TO-DO LIST
(A) In the article about the Miami meteorologist, which station does Steve MacLaughlin work for?
(B) From the article about the Miami meteorologist, reproduce word for word the passage that begins with "Meteorologist takes jab" and ends with "the Sunshine State.".

DOCUMENT
# # #

Meteorologist takes jab at DeSantis, lectures viewers about climate change — and it could backfire: 'Hurt station revenues'



A local Miami meteorologist took a thinly veiled shot at Florida Gov. Ron DeSantis (R) over the weekend, urging viewers to vote in the name of climate change legislation.

Steve MacLaughlin, a meteorologist at NBC affiliate WTVJ-TV, used broadcast time to condemn DeSantis for signing a new law that essentially removes climate change as a policy priority in the Sunshine State.

'Bashing popular Governor DeSantis will hurt station revenues as advertisers bail out on controversial segments.'

MacLaughlin referred to the bill as the "Don't Say Climate Change" initiative, a reference to the lie that Florida once passed a "Don't Say Gay" law.

As he spoke, MacLaughlin displayed fearmongering graphics about weather records and couched his criticism in the fact that DeSantis signed the bill "in spite of the fact that the state of Florida over the last couple of years has seen record heat, record flooding, record rain, record insurance rates, and the corals are dying all around the state."

# # #

GIVEN DATA
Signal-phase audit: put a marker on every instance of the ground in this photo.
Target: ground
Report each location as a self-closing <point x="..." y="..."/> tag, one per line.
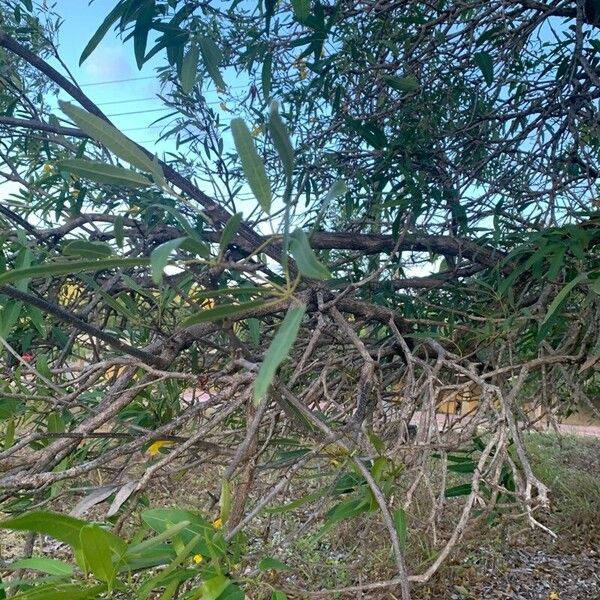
<point x="520" y="564"/>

# # #

TASK-BY-TASK RESULTS
(A) NBC affiliate WTVJ-TV

(B)
Meteorologist takes jab at DeSantis, lectures viewers about climate change — and it could backfire: 'Hurt station revenues'



A local Miami meteorologist took a thinly veiled shot at Florida Gov. Ron DeSantis (R) over the weekend, urging viewers to vote in the name of climate change legislation.

Steve MacLaughlin, a meteorologist at NBC affiliate WTVJ-TV, used broadcast time to condemn DeSantis for signing a new law that essentially removes climate change as a policy priority in the Sunshine State.